━━ Reading text

United States District Court, E.D. Virginia, Richmond Division

December 9, 2019

TROY TERRELL HENRY, Petitioner,
v.
VIRGINIA DEP'T OF CORRECTIONS, Respondent.

          MEMORANDUM OPINION (GRANTING MOTION TO AMEND AND DISMISSING REMAINING CLAIMS)

          HENRY E. HUDSON, JUDGE

         Troy Terrell Henry, a federal inmate proceeding pro se, brings this petition pursuant to 28 U.S.C. § 2254 ("§ 2254 Petition," ECF No. 1). In his § 2254 Petition, Henry challenges his convictions in the Circuit Court for the City of Alexandria, Virginia ("Circuit Court") of racketeering, enticing a prostitute, and receiving money or earnings of a prostitute. (See ECF No. 15-2, at 3.) By Memorandum Opinion and Order entered on February 23, 2018, the Court granted Respondent's Motion to Dismiss in part, dismissed Henry's six original claims, and directed Henry to file a motion to amend his § 2254 Petition to include any facts supporting Claims Seven through Nine. (ECF Nos. 28, 29.) Thereafter, on March 19, 2018, Henry filed an "Amended Motion Pursuant to 28 U.S.C. [§] 2254" ("Motion to Amend," ECF No. 31). In his Motion to Amend, Henry seeks leave of Court to add the following claims for relief:[1]

Claim Seven: "Trial counsel provided ineffective assistance by allowing the Commonwealth's Attorney to vouch for a cooperating witness in the closing argument thereby infringing upon a fair trial under the Sixth Amendment." (Mot. Amend 9.)
Claim Eight: "Counselor Mize provided ineffective assistance of counsel by failing to object to the Court's erroneous jury instruction on the conduct element of the RICO offense." (Id. at 14.)
Claim Nine: (a) "[The] Commonwealth violated [Henry's] Fifth [and] Fourteenth Amendment due process right[s] by violating the trial court['s] sequester order;" (id. at 20) and, (b) "Counselor Mize provided ineffective assistance by dropping the ball on being more alert of this violation [of the Circuit Court's ruling regarding the sequestration of the witnesses]." (Id. at 22-23.)

         Respondent filed a Response in Opposition ("Response"), arguing, inter alia, that Henry's additional claims are procedurally defaulted and barred from review here and, in the alternative, that they lack merit. (ECF No. 38.) For the reasons set forth below, Henry's Motion to Amend will be granted. Claims Seven, Eight, and Nine (a) and (b) .will be dismissed.

━━━━
━━ Source material

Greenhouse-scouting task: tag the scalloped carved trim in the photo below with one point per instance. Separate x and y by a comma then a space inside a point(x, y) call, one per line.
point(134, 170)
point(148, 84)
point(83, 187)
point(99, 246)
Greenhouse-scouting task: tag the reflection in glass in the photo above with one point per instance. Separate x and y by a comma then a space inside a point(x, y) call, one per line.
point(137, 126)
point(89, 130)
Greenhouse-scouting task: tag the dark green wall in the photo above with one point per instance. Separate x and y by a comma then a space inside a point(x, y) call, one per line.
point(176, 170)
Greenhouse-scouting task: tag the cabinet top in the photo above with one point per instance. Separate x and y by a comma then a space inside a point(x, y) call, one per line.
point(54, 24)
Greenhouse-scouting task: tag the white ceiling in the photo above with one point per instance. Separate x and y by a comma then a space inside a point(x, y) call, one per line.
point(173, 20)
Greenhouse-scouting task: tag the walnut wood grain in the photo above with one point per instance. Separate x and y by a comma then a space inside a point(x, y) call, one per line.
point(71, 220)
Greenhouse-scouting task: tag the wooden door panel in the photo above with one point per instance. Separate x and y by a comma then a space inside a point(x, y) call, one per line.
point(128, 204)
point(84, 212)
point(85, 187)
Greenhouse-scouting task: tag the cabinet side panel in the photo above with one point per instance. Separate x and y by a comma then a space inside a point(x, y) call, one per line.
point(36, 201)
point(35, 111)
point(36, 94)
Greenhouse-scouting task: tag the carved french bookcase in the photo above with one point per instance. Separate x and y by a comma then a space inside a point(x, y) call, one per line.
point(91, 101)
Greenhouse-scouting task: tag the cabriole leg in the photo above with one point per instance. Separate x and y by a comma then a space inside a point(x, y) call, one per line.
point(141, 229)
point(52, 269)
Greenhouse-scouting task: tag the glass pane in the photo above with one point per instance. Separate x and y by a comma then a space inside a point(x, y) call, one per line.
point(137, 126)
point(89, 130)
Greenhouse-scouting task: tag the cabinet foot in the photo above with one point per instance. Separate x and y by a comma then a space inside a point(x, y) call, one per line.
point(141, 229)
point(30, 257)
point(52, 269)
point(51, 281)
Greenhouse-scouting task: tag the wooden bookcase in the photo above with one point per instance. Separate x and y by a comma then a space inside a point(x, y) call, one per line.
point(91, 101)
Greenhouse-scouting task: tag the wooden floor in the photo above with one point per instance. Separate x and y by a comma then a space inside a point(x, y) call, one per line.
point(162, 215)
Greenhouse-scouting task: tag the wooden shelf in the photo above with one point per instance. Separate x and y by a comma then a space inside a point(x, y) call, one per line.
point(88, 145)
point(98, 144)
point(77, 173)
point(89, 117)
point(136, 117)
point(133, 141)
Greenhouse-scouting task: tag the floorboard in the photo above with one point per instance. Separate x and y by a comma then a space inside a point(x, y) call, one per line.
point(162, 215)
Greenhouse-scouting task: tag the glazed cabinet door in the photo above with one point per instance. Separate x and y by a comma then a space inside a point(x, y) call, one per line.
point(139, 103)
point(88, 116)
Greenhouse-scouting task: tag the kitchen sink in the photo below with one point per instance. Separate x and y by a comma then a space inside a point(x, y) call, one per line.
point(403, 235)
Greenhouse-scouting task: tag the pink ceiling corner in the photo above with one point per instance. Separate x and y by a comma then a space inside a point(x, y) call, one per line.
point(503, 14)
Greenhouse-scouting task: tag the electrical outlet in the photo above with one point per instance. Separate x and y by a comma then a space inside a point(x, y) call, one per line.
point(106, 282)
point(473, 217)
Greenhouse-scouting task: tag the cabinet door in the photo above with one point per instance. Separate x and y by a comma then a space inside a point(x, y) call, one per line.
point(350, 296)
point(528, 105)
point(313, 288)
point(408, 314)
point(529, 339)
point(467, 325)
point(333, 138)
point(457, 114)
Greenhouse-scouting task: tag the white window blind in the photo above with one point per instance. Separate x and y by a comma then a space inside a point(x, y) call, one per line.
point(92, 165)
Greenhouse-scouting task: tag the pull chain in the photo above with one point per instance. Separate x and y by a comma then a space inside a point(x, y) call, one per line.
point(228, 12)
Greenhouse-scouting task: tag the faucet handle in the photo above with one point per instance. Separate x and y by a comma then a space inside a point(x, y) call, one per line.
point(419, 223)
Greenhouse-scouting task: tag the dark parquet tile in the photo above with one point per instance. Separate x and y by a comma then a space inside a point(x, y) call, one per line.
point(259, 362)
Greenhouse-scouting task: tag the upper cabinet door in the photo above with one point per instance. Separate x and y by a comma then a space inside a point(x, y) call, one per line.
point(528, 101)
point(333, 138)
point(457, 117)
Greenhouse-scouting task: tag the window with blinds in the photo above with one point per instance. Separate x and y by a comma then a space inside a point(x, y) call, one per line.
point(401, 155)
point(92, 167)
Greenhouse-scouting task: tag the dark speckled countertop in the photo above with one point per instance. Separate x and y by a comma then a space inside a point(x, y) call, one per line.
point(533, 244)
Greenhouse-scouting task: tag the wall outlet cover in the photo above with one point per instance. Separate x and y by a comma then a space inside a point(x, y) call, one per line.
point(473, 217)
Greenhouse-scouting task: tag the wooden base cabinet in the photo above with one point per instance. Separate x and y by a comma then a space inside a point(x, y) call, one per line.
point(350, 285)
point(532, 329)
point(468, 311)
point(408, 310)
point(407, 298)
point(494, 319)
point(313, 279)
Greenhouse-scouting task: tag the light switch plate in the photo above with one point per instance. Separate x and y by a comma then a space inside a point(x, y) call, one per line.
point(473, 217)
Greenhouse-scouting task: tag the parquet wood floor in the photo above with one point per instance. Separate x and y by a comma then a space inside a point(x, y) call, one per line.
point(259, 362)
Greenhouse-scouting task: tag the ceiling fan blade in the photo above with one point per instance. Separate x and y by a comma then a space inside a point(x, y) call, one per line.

━━━━

Exercises to complete:
a - Answer each question from the court opinion, one per line:
(i) On what date did Henry file his Motion to Amend?
(ii) In which court was Henry convicted?
(iii) What ECF number does the Respondent's Response in Opposition carry?
b - In the listing, swap "tag" for "mark" and change nothing else. Start with the line that has "Greenhouse-scouting task: tag the reflection", stop after the line that has "point(85, 187)", and give back only those lines.

The replies:
a -
(i) March 19, 2018
(ii) The Circuit Court for the City of Alexandria, Virginia
(iii) ECF No. 38

b -
Greenhouse-scouting task: mark the reflection in glass in the photo above with one point per instance. Separate x and y by a comma then a space inside a point(x, y) call, one per line.
point(137, 126)
point(89, 130)
Greenhouse-scouting task: mark the dark green wall in the photo above with one point per instance. Separate x and y by a comma then a space inside a point(x, y) call, one per line.
point(176, 170)
Greenhouse-scouting task: mark the cabinet top in the photo above with one point per instance. Separate x and y by a comma then a space inside a point(x, y) call, one per line.
point(54, 24)
Greenhouse-scouting task: mark the white ceiling in the photo above with one point per instance. Separate x and y by a comma then a space inside a point(x, y) call, one per line.
point(173, 20)
Greenhouse-scouting task: mark the walnut wood grain in the photo above with one point per instance. Separate x and y by a comma then a space inside a point(x, y) call, one per line.
point(71, 220)
Greenhouse-scouting task: mark the wooden door panel in the photo above with one point per instance. Separate x and y by a comma then a space inside a point(x, y) call, one per line.
point(128, 204)
point(84, 212)
point(85, 187)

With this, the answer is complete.